---------- RECORDED INFORMATION ----------
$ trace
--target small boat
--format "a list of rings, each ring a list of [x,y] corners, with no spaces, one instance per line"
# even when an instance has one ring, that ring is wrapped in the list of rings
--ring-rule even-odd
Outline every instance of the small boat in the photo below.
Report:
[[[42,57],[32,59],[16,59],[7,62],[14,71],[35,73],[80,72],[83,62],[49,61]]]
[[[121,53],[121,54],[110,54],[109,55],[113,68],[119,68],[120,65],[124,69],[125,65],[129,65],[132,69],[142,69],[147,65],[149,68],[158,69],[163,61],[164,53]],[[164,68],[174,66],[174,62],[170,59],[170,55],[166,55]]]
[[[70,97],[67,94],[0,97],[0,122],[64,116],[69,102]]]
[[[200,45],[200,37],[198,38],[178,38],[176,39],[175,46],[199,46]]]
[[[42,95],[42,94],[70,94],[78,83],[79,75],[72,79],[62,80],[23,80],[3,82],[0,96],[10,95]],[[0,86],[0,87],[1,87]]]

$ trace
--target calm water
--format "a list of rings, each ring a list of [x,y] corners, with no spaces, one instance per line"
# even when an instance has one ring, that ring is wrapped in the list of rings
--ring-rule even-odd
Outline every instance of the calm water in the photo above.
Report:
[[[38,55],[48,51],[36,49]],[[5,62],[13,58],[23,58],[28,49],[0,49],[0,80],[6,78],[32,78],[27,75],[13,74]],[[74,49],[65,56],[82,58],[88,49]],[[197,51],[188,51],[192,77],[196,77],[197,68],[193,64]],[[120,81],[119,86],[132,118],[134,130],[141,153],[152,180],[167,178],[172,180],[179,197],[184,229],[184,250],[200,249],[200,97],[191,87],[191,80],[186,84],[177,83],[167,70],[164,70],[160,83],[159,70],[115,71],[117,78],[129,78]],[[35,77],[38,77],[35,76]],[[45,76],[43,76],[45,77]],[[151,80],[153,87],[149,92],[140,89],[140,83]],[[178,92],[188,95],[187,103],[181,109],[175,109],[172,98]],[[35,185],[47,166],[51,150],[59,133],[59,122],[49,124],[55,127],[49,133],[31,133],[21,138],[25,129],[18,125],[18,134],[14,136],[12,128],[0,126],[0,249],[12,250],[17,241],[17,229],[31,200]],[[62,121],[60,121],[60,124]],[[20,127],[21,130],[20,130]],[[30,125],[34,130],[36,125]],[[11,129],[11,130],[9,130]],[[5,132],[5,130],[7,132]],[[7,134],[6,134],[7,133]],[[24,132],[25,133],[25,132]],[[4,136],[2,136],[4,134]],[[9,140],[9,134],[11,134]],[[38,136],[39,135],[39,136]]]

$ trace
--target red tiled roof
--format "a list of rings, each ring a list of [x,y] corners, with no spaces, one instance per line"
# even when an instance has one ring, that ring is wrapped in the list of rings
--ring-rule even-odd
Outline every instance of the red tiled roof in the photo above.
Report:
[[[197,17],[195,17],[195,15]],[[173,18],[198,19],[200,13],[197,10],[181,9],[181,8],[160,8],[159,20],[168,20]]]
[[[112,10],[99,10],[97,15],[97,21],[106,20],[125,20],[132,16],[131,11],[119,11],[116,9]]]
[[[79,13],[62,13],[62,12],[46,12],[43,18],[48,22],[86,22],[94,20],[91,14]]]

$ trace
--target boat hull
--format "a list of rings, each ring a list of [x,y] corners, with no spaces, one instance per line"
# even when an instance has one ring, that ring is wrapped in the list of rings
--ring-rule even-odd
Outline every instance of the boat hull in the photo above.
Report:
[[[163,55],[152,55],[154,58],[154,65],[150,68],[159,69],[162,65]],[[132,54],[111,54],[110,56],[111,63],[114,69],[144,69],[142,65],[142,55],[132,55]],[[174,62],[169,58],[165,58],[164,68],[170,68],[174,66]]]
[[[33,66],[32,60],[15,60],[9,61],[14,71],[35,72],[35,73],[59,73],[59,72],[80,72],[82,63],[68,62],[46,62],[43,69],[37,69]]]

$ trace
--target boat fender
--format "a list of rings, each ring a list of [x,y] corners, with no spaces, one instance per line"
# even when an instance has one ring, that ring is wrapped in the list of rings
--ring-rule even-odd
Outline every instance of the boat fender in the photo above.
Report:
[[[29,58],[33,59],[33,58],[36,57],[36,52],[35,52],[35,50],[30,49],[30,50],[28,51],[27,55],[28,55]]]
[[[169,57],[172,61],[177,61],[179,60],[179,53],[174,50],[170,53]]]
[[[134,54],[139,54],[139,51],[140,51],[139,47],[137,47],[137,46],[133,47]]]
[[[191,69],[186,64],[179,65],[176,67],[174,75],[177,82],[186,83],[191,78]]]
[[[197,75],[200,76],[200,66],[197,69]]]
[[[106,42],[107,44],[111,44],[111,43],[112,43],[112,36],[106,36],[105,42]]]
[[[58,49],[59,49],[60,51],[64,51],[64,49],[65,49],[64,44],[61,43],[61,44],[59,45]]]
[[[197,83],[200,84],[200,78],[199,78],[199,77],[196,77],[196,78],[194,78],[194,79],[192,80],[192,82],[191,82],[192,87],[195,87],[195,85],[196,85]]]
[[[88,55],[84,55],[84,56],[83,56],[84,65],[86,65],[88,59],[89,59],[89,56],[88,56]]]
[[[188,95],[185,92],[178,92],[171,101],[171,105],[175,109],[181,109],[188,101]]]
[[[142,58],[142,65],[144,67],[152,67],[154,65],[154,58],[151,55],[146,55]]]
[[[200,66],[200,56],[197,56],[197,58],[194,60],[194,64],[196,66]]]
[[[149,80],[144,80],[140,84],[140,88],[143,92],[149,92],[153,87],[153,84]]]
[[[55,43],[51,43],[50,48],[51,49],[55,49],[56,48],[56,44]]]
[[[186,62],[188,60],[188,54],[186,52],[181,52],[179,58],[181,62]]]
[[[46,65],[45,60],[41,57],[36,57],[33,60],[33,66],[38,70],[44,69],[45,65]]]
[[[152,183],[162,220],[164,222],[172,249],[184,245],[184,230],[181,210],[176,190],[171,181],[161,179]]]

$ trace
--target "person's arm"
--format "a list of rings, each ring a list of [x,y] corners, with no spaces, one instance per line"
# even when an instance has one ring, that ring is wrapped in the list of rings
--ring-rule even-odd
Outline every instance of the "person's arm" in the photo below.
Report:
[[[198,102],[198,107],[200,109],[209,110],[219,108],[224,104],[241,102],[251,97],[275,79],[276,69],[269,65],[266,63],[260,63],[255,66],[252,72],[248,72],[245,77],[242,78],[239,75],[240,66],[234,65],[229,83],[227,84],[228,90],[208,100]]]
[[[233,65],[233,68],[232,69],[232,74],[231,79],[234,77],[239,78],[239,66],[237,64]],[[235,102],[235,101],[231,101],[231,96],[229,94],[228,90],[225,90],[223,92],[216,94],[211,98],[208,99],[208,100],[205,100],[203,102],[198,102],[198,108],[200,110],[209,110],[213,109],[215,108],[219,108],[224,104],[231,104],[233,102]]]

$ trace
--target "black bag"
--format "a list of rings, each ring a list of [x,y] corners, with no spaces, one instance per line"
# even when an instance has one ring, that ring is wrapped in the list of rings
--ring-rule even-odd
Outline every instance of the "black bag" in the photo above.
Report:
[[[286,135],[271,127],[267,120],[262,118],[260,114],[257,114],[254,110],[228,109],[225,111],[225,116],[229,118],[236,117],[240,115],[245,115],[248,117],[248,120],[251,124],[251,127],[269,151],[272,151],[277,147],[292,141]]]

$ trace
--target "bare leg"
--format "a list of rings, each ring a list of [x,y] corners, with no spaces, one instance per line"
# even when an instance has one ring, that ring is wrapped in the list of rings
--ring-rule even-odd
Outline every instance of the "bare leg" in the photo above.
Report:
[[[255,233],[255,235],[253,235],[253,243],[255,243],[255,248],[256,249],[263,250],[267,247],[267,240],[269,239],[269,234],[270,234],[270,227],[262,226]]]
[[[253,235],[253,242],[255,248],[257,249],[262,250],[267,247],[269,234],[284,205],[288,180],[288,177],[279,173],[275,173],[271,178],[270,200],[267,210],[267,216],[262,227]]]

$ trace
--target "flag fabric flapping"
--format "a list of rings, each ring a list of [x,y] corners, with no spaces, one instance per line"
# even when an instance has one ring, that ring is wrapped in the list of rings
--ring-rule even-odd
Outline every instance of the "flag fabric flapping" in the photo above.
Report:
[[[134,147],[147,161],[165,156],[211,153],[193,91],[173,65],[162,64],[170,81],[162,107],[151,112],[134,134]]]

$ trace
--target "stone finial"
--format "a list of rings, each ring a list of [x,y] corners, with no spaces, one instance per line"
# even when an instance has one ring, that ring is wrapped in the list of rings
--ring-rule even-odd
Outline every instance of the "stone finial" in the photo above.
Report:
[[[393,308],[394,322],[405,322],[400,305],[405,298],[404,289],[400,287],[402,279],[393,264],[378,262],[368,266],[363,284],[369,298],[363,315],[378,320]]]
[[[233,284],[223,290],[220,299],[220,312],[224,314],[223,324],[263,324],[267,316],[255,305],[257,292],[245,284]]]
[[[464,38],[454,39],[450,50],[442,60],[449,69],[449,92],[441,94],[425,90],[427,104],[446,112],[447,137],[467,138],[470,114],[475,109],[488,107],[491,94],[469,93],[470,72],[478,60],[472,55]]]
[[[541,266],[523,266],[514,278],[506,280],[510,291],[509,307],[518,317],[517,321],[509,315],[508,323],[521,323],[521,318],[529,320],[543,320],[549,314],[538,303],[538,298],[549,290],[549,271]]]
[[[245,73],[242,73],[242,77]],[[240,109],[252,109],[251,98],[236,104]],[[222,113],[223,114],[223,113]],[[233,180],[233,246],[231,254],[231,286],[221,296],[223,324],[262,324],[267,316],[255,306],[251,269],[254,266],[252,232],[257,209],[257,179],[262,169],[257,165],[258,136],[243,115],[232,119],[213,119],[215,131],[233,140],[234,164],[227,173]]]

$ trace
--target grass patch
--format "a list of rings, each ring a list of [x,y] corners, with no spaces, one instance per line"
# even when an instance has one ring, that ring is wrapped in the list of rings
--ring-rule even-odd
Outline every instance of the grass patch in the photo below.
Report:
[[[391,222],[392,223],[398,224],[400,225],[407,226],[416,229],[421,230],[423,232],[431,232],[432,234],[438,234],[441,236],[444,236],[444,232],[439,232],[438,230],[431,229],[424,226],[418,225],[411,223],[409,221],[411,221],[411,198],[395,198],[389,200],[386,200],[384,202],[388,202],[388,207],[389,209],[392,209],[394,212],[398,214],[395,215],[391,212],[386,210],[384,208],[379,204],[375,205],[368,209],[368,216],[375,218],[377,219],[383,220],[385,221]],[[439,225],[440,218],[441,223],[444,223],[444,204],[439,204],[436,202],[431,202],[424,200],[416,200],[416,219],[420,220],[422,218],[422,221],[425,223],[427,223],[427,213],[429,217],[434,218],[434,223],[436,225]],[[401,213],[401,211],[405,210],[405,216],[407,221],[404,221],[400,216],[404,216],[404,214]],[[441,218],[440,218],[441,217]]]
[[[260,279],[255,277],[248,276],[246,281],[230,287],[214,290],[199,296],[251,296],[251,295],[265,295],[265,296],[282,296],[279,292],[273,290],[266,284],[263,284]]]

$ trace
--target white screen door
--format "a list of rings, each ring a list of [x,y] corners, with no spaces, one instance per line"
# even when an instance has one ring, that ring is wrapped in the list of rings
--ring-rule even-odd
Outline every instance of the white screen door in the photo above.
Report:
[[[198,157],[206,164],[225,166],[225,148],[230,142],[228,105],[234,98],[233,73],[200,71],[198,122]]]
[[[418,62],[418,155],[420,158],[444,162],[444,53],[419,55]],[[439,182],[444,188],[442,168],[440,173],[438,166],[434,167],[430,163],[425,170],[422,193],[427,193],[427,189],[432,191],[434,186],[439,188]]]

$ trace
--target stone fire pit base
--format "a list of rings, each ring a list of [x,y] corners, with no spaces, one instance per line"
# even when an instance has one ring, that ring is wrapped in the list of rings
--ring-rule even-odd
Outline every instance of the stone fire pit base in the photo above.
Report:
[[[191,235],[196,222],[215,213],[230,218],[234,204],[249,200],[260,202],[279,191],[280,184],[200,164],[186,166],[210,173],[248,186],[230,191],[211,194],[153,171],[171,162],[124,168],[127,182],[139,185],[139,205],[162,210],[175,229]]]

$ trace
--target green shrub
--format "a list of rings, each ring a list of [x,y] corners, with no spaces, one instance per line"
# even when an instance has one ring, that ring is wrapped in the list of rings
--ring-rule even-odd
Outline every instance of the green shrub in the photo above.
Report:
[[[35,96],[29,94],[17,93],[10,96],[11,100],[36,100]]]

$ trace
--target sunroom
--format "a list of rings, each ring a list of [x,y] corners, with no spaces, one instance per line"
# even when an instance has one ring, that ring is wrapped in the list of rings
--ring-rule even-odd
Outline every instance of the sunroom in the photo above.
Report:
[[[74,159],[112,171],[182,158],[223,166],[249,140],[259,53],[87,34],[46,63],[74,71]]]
----------
From the first line through the line containing "[[[70,97],[67,94],[0,97],[0,122],[64,116],[69,102]]]", rename "small boat" to "rowboat" and leave everything else unchanged.

WRITTEN SOLUTION:
$ trace
--target rowboat
--format "a list of rings, each ring a list of [x,y] corners, with no spaces, one instance per line"
# even when an instance has one ring, that ring is wrapped in the list of rings
--ring-rule even-odd
Outline every instance of the rowboat in the photo below.
Report:
[[[42,57],[32,59],[16,59],[7,62],[14,71],[35,73],[80,72],[83,62],[49,61]]]
[[[121,53],[121,54],[110,54],[109,55],[113,68],[119,68],[120,65],[124,69],[125,65],[129,65],[132,69],[142,69],[147,65],[149,68],[158,69],[163,61],[164,53]],[[164,68],[174,66],[174,62],[170,59],[170,55],[166,55]]]
[[[70,97],[67,94],[0,97],[0,122],[64,116],[69,102]]]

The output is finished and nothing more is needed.